Quindi se qualcuno oggi vi parla di ripresa economica dell’Europa vi prende in giro. Così come sono impostati, salvo che non vogliano darsi impostazioni diverse (vedi per esempio le proposte di questa pubblicazione:, i paesi europei cosiddetti avanzati possono al più sperare di passare da una recessione a una stagnazione. Fanno eccezione la Germania e alcuni paesi di minime dimensioni territoriali come la Norvegia, la Svizzera, il Principato di Monaco, il Principato del Lussemburgo, San Marino e Malta.
Nel complesso però il paziente Europa è praticamente in coma. Basta dare un’occhiata ai parametri chiave: lavoro, credito, Pil, finanza pubblica.
Cominciamo dal primo: il lavoro. La disoccupazione in Europa – scrive l’economista Paolo Barnard – è ancora a livello “mostruoso” soprattutto nei paesi della fascia latino-meditarranea Italia, Spagna, Portogallo e Grecia. La disoccupazione ha raggiunto i suoi massimi storici. La disoccupazione giovanile è arrivata a uno sconvolgente 40%. Questo significa che il danno arrecato sarà per generazioni. Sarà un danno sistemico, che durerà decenni. La cosiddetta ripresa del settore manifatturiero, l’unica di cui si parla, coinvolge in realtà una minima parte dell’economia e non sta creando posti di lavoro: al contrario le aziende continuano a licenziare.

Etichette dei punti sugli oggetti
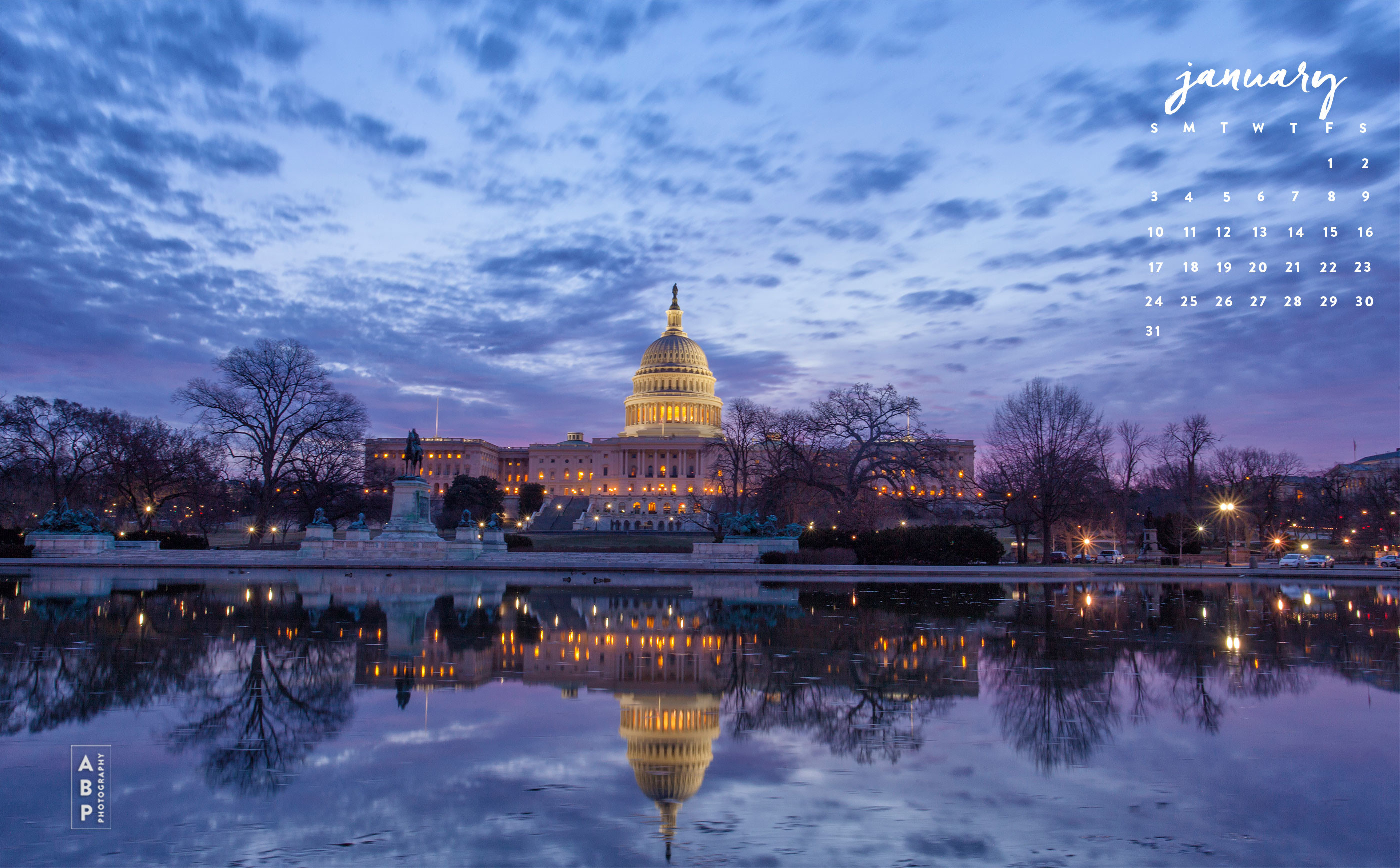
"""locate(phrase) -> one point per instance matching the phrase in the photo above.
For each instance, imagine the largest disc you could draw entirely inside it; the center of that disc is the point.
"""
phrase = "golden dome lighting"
(670, 746)
(672, 392)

> [Obiettivo]:
Nel testo sull'economia europea, cambia "Norvegia" con "Danimarca" e riscrivi il brano che parte da "Quindi se qualcuno" e arriva a "Pil, finanza pubblica.". L'elenco non ha niente a che fare con il testo.

> [Risultato]:
Quindi se qualcuno oggi vi parla di ripresa economica dell’Europa vi prende in giro. Così come sono impostati, salvo che non vogliano darsi impostazioni diverse (vedi per esempio le proposte di questa pubblicazione:, i paesi europei cosiddetti avanzati possono al più sperare di passare da una recessione a una stagnazione. Fanno eccezione la Germania e alcuni paesi di minime dimensioni territoriali come la Danimarca, la Svizzera, il Principato di Monaco, il Principato del Lussemburgo, San Marino e Malta.
Nel complesso però il paziente Europa è praticamente in coma. Basta dare un’occhiata ai parametri chiave: lavoro, credito, Pil, finanza pubblica.